▶ _EXCERPT TO READ_:
>>

This is the artifact evaluation of NSDI'26 paper "HydraServe: Minimizing Cold Start Latency for Serverless LLM Serving in Public Clouds". This guide provides instructions to reproduce the main results presented in the paper.
The experiments for this paper were conducted on the Alibaba Cloud ACK platform.
HydraServe and ServerlessLLM require different GPU isolation strategies to function correctly. It is crucial to switch the configuration before running experiments for each system. Note that Serverless vLLM uses the same isolation strategy as HydraServe.
To apply the correct GPU isolation strategy, run the appropriate script to label all GPU servers as follows:
- For HydraServe and Serverless vLLM experiments:
cd scripts/kubernetes
SHARE=1 python label_nodes.py
- For ServerlessLLM experiments:
cd scripts/kubernetes
SHARE=0 python label_nodes.py
Since the remote storage cannot serve a large number of models concurrently, we have divided the models into two sets. The experiment must be run twice, once for each set.
We provide the script run_figure7_expr.py to automate the entire experiment and generate the final figure.
cd ae_scripts
python run_figure7_expr.py
To manually run each experiment, for each execution type (serverless_vllm, serverlessllm, serverlessllm_with_cached_model, hydraserve_with_single_worker, hydraserve), each model set (0, 1), and each backend (a10, v100), first start the server by
export exec_type=[execution_type]
export model_set=[model_set]
export backend=[backend]
sh ./start_server.sh 0 $exec_type $model_set $backend 0 0
Then, run the cold start experiment:
sh ./coldstart.sh $exec_type $model_set $backend
After the experiments for all settings have completed, run python figure7.py to generate the figure at figs/figure7.pdf.
NOTE: You can choose to run a subset of the end-to-end experiments. The plotting script will automatically use our pre-computed results for any settings you do not run. We suggest prioritizing the experiments with CV=8 and req_rate=0.6, as they are required to generate Figures 11 and 13.
For each execution type (serverless_vllm, serverlessllm, hydraserve, hydraserve_with_cache), each CV (8,4,2), and each request rate (0.6, 0.7, 0.8), first start the server by
export exec_type=[execution_type]
export cv=[cv]
export req_rate=[request_rate]
sh ./start_server.sh 1 ${exec_type} 3 hybrid ${cv} ${req_rate}
Then, run the end-to-end experiment:
sh ./end2end.sh $exec_type $cv $req_rate
Each experiment will run for approximately one hour.
After the experiments for your selected settings have been completed, run python figure9.py to generate the figure figs/figure9.pdf.
This figure requires the results from the end-to-end experiments with CV=8 and req_rate=0.6. Once those are complete, run the following command to generate the figure at figs/figure11.pdf:
python figure11.py
Similar to Figure 11, this figure requires the results from the end-to-end experiments with CV=8 and req_rate=0.6. Once those are complete, run the following command to generate the figures:
python figure13.py
This will produce figs/figure13-a.pdf and figs/figure13-b.pdf.

<<

▶ _ENTRIES SHOWN_:

>>

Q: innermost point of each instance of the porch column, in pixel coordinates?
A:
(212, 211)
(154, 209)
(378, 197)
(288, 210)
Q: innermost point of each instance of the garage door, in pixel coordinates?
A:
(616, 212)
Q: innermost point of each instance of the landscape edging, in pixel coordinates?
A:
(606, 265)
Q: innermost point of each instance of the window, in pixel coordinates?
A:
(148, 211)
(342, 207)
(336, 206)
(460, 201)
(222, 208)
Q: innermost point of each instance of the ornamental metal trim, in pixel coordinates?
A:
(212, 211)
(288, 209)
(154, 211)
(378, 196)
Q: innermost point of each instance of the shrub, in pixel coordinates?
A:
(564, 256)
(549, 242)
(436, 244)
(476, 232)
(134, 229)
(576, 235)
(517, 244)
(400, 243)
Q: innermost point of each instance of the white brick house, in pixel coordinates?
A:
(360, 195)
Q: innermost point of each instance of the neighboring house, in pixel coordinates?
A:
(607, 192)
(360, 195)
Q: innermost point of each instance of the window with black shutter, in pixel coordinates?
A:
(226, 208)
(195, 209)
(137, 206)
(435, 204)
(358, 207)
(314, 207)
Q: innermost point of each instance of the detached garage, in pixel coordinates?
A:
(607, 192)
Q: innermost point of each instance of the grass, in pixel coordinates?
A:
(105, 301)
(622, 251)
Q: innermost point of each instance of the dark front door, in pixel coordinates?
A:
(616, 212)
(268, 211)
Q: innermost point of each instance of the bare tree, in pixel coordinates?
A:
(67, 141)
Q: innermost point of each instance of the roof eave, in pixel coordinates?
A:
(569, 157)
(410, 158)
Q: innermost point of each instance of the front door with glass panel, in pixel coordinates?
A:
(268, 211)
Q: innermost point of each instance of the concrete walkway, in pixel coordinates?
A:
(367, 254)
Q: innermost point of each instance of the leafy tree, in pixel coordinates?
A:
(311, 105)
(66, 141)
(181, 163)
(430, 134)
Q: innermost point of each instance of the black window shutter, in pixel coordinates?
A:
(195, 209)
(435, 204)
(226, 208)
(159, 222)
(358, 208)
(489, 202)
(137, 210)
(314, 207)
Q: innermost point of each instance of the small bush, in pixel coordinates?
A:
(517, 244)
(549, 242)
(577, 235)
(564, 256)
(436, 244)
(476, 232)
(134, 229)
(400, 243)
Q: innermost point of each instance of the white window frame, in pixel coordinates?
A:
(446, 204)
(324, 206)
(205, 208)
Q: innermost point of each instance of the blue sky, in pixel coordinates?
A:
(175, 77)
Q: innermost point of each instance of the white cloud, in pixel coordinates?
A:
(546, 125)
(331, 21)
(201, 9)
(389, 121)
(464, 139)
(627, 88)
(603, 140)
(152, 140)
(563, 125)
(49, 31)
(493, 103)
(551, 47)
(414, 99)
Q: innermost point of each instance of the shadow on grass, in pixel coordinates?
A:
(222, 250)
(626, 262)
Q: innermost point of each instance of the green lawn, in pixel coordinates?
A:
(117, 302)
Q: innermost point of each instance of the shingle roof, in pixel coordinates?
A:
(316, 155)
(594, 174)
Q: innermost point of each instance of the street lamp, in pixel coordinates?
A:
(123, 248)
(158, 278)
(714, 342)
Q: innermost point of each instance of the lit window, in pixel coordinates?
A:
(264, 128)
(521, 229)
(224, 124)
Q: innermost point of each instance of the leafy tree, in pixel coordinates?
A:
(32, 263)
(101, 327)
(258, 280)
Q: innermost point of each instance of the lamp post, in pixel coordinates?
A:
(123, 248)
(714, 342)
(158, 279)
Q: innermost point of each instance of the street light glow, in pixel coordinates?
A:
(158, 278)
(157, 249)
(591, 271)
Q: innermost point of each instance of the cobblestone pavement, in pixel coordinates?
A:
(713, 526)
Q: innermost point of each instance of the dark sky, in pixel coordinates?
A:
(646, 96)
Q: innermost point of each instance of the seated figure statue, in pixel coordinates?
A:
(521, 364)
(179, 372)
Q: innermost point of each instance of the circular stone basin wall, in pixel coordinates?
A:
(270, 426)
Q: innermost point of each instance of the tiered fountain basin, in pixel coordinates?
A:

<<

▶ _YOUR OBJECTIVE_: Condense the guide's paragraph that begins "NOTE: You can choose to run a subset" into a short bulleted list that keeps its main facts. This material has no connection to the guide on HydraServe.

▶ _ANSWER FOR THE TASK_:
- Running only some of the end-to-end experiments is allowed.
- For any settings not run, the plotting script automatically uses pre-computed results.
- Experiments with CV=8 and req_rate=0.6 should come first, because Figures 11 and 13 need them.